** WORK REQUIRED **
Print the entries below line for line, changing nothing.

** Source records **

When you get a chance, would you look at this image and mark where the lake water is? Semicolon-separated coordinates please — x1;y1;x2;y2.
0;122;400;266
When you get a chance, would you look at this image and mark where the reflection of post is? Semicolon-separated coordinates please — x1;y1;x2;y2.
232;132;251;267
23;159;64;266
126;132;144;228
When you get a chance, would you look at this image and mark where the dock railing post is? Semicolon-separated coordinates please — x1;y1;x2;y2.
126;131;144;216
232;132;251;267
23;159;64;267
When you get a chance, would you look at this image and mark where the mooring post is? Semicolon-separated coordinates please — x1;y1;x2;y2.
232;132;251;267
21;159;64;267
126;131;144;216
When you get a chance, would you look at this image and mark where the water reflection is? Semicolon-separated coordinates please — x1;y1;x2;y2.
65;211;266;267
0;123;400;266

** WORKED ANSWER **
When you get a chance, would you look at this image and mark where the lake water is? Semicolon-separated coordinates please — x1;y1;x2;y2.
0;122;400;266
When you get a chance, would you look at this image and mark where the reflection of post is? Semicolon-separated coordinates please — x1;y1;x2;y2.
232;132;251;267
23;159;64;266
126;132;144;228
When you get a chance, would you look at this image and mark where the dock railing post is? Semicolon-separated coordinates please — x1;y1;x2;y2.
126;131;144;216
232;132;251;267
23;159;64;267
When you get a chance, would you look at this image and mark where the mooring post is? Semicolon-separated coordinates please — x1;y1;x2;y2.
232;132;251;267
21;159;64;267
126;131;144;216
When you get a chance, would you look at this image and mark where the water reflection is? Semicolon-separated coordinates please — x1;y1;x2;y2.
65;211;266;267
0;123;400;266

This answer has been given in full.